▶ _Your task_
Transcribe the data exactly. Leave nothing out.

[Stored records]
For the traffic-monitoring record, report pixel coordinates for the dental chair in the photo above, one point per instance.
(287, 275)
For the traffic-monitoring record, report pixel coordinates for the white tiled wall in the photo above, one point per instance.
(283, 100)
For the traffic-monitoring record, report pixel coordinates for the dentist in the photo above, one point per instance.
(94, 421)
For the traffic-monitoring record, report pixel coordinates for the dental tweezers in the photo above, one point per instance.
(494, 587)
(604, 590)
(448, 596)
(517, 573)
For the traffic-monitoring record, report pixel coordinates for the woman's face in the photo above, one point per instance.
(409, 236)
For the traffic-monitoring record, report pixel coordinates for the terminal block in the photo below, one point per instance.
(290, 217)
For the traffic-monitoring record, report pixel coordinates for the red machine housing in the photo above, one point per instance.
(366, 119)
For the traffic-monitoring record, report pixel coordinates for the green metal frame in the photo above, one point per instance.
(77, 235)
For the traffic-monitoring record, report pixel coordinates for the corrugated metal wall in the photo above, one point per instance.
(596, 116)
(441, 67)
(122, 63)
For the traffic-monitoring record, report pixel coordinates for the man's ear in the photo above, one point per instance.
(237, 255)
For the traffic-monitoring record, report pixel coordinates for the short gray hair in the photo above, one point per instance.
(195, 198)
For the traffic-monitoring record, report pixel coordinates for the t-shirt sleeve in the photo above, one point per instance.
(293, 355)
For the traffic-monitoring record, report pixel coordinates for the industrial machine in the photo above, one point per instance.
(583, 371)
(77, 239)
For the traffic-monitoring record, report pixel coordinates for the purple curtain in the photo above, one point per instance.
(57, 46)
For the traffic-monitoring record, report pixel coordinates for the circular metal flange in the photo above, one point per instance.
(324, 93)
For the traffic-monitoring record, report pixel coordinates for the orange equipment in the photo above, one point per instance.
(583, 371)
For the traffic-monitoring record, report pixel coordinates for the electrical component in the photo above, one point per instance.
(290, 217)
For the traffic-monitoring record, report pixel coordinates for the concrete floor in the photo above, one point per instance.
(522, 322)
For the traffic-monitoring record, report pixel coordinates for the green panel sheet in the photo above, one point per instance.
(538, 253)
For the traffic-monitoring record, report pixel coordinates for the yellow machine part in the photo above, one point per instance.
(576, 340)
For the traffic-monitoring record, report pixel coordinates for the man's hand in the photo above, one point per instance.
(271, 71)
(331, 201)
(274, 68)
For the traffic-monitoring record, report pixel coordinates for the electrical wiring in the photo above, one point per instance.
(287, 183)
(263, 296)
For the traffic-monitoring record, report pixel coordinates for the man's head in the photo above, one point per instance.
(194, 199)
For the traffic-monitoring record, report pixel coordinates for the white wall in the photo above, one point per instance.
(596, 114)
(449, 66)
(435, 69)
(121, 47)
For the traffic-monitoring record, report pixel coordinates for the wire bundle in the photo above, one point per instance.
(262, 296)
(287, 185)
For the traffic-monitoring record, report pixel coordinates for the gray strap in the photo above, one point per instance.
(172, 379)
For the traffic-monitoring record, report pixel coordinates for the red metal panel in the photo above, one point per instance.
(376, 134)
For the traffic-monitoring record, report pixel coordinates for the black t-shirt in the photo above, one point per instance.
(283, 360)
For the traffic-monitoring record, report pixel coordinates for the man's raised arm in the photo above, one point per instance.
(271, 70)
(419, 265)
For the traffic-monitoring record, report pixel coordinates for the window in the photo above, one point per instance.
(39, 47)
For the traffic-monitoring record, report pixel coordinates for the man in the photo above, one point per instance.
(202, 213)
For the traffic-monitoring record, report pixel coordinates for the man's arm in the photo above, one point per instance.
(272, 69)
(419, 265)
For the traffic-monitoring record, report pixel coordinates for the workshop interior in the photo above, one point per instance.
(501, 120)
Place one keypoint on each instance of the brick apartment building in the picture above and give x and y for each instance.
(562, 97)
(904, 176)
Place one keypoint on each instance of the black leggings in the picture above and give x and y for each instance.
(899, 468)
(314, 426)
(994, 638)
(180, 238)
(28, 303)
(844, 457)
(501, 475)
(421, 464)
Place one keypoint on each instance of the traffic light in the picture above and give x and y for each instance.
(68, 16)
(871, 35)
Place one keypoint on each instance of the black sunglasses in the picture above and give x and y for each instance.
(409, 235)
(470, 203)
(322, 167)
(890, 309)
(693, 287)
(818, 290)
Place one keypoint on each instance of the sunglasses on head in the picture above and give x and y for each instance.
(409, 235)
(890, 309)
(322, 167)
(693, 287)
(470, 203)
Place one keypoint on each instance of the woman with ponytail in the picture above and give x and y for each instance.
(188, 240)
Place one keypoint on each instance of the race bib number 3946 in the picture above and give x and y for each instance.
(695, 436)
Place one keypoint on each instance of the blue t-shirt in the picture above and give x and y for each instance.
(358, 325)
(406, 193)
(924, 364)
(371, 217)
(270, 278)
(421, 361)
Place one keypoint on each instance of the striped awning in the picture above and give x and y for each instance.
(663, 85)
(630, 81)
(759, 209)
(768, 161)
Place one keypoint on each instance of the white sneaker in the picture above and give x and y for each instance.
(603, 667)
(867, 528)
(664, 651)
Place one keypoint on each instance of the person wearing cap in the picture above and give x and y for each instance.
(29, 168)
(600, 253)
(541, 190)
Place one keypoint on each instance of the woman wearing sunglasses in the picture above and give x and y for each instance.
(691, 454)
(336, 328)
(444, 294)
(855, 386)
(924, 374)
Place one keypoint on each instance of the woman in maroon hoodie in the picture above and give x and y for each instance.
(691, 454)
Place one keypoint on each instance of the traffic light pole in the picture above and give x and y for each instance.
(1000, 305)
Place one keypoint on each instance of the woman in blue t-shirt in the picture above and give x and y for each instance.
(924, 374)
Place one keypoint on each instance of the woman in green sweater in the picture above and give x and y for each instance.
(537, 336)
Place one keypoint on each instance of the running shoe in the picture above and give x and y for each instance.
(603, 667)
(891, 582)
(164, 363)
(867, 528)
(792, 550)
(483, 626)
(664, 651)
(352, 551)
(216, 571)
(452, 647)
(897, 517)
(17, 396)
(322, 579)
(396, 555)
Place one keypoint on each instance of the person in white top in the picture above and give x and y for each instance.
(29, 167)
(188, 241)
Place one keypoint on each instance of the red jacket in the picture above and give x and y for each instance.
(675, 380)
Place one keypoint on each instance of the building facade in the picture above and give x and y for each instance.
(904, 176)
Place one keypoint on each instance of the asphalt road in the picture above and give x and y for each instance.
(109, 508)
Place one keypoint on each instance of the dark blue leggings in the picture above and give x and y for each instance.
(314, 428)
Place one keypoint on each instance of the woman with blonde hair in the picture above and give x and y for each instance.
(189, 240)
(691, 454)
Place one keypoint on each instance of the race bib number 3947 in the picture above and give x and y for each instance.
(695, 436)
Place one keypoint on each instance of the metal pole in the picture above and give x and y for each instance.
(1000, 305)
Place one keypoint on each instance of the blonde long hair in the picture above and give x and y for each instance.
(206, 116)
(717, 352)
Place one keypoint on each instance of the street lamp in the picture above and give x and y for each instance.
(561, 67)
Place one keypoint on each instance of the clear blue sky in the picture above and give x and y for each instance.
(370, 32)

▶ _Result_
For the traffic-monitoring record, report pixel coordinates for the dental chair in the photo above, one point per instance.
(287, 275)
For the traffic-monitoring record, report pixel coordinates for the white tiled wall in the photo above, one point per instance.
(283, 100)
For the traffic-monitoring record, report pixel coordinates for the dentist in the photo above, one point per instance.
(94, 421)
For the traffic-monitoring record, report pixel coordinates for the dental tweezers in the photo above, one point per instance.
(494, 587)
(604, 590)
(448, 596)
(517, 573)
For the traffic-monitoring record, report pixel coordinates for the woman's face in the photo above, one point per instance.
(409, 236)
For the traffic-monitoring record, report pixel coordinates for the terminal block in the photo below, one point per instance.
(290, 217)
For the traffic-monitoring record, report pixel coordinates for the red machine housing in the photo above, one point per instance.
(366, 119)
For the traffic-monitoring record, report pixel coordinates for the green metal frame in the photo above, one point per instance.
(77, 235)
For the traffic-monitoring record, report pixel coordinates for the corrugated metal wall in the photo above, one point per instance.
(596, 116)
(441, 67)
(122, 63)
For the traffic-monitoring record, report pixel coordinates for the man's ear in the photo above, one point per instance.
(237, 255)
For the traffic-monitoring record, report pixel coordinates for the short gray hair in the photo above, one point per instance.
(195, 198)
For the traffic-monitoring record, report pixel coordinates for the t-shirt sleeve in the photo above, one point per instance.
(293, 355)
For the traffic-monitoring record, report pixel coordinates for the industrial machine in the photo above, one point per instance.
(583, 371)
(77, 239)
For the traffic-monitoring record, report pixel coordinates for the purple curtain in the photo above, one point per instance.
(57, 46)
For the traffic-monitoring record, report pixel coordinates for the circular metal flange in the photo above, one point per instance.
(324, 93)
For the traffic-monitoring record, report pixel coordinates for the orange equipment in the photo above, one point per instance.
(583, 371)
For the traffic-monitoring record, report pixel coordinates for the electrical component in the photo above, one point per instance.
(290, 217)
For the traffic-monitoring record, report pixel coordinates for the concrete floor in the photo above, one point per instance.
(522, 322)
For the traffic-monitoring record, report pixel coordinates for the green panel sheet in the photo above, one point per instance.
(538, 253)
For the traffic-monitoring record, report pixel coordinates for the yellow machine part in the photo above, one point per instance.
(576, 340)
For the traffic-monitoring record, report pixel coordinates for the man's hand in the photo above, one point per instance.
(271, 71)
(331, 201)
(274, 68)
For the traffic-monitoring record, report pixel coordinates for the electrical wiring in the photo above, one point per instance.
(287, 183)
(263, 296)
For the traffic-monitoring record, report pixel coordinates for the man's head in the photo above, one point per instance.
(194, 199)
For the traffic-monitoring record, report pixel coordinates for the white wall in the photo above, one point per instance.
(596, 114)
(449, 66)
(435, 69)
(121, 47)
For the traffic-monitoring record, report pixel coordinates for the wire bundle in the photo above, one point per instance.
(262, 296)
(287, 185)
For the traffic-monitoring record, report pixel coordinates for the gray strap in the photo above, one point per instance.
(172, 379)
For the traffic-monitoring record, report pixel coordinates for the red metal panel in the photo above, one point per instance.
(376, 134)
For the traffic-monitoring record, report pixel coordinates for the black t-shirt in the photo above, one point per instance.
(283, 360)
For the traffic-monitoring record, report pixel coordinates for the man's raised arm in the photo above, one point per instance.
(271, 70)
(419, 265)
For the traffic-monitoring record, report pixel coordinates for the window in the photo above, one point per instance.
(39, 47)
For the traffic-monitoring record, report pixel coordinates for the man in the photo above, one point per instance.
(202, 213)
For the traffic-monitoring record, report pixel coordinates for the man's arm in the photo above, one point per instance.
(272, 69)
(419, 265)
For the traffic-monitoring record, report pixel coordinates for the workshop interior in the photo above, one point per instance.
(501, 120)
Place one keypoint on each instance of the brick apartment building in the picture above and give x and y for each instance.
(562, 97)
(904, 176)
Place one keypoint on each instance of the black leggings in the picture above and give x and y for each instance.
(899, 468)
(314, 426)
(994, 638)
(180, 238)
(28, 303)
(844, 457)
(501, 475)
(421, 464)
Place one keypoint on each instance of the traffic light in the picture above and give x and y for each instance.
(68, 16)
(871, 35)
Place one keypoint on each instance of the black sunglasses in the picture above and give x and y for each instance.
(409, 235)
(470, 203)
(322, 167)
(890, 309)
(693, 287)
(818, 290)
Place one keypoint on each instance of the sunglasses on head in the picture above and give x and y for each instance.
(409, 235)
(890, 309)
(322, 167)
(693, 287)
(470, 203)
Place one keypoint on each instance of the woman with ponytail in the picture above and give x and y for each instance.
(188, 240)
Place one keypoint on each instance of the race bib number 3946 in the picture above and give x and y for each instance.
(695, 436)
Place one keypoint on each instance of the blue t-shirt in the picture above and give x and y for each instance.
(358, 325)
(406, 193)
(924, 364)
(371, 217)
(270, 278)
(421, 361)
Place one keypoint on each instance of the striped awning in the picture above and give x and y for each instance.
(663, 85)
(630, 81)
(759, 209)
(768, 161)
Place one keypoint on each instance of the white sneaker in the picture above and give x and y for each instance.
(603, 667)
(867, 528)
(664, 651)
Place one keypoint on each instance of the person wearing cap in the picture above and give x and y for each instance.
(29, 168)
(600, 253)
(541, 190)
Place one keypoint on each instance of the woman wearing sunglasses in the picture above and give x and y for each instance.
(691, 454)
(336, 328)
(444, 294)
(855, 386)
(924, 374)
Place one keypoint on each instance of the woman in maroon hoodie in the picture above and give x and y for each instance.
(691, 454)
Place one keypoint on each instance of the traffic light pole in the picture above and give x and y for each instance.
(1000, 305)
Place one keypoint on each instance of the woman in blue t-shirt in the picture above and give x and y for each instance.
(924, 374)
Place one keypoint on each instance of the woman in green sweater in the picture above and give x and y for each instance.
(537, 336)
Place one keypoint on each instance of the running shoe in the picture above and give x and y for each instance.
(603, 667)
(891, 582)
(164, 363)
(867, 528)
(792, 550)
(483, 626)
(664, 651)
(352, 551)
(216, 571)
(452, 647)
(897, 517)
(17, 396)
(322, 579)
(396, 555)
Place one keypoint on each instance of the person in white top in the picture above and give x and y for each instance.
(29, 167)
(188, 241)
Place one keypoint on each instance of the red jacket in the picture above and give x and y for each instance.
(675, 380)
Place one keypoint on each instance of the building facade in the picture above and give x and y for each instance.
(904, 176)
Place one keypoint on each instance of the asphalt road in the picture above and give x and y for each instance.
(109, 508)
Place one keypoint on each instance of the dark blue leggings in the picture above and give x and y for each instance.
(314, 428)
Place one keypoint on each instance of the woman with blonde hair in the picture above and give x and y for each instance.
(189, 240)
(691, 454)
Place one keypoint on each instance of the race bib number 3947 in the picture above and give x and y for each instance.
(695, 436)
Place one keypoint on each instance of the metal pole in the picture above and give x and y for each instance.
(1000, 305)
Place one keypoint on each instance of the blonde long hair in the picture above and give x and y for each instance.
(206, 116)
(717, 352)
Place one keypoint on each instance of the street lamp in the picture above and give x and y for each instance.
(561, 67)
Place one keypoint on each instance of the clear blue sky in the picture above and give x and y for each instance.
(370, 32)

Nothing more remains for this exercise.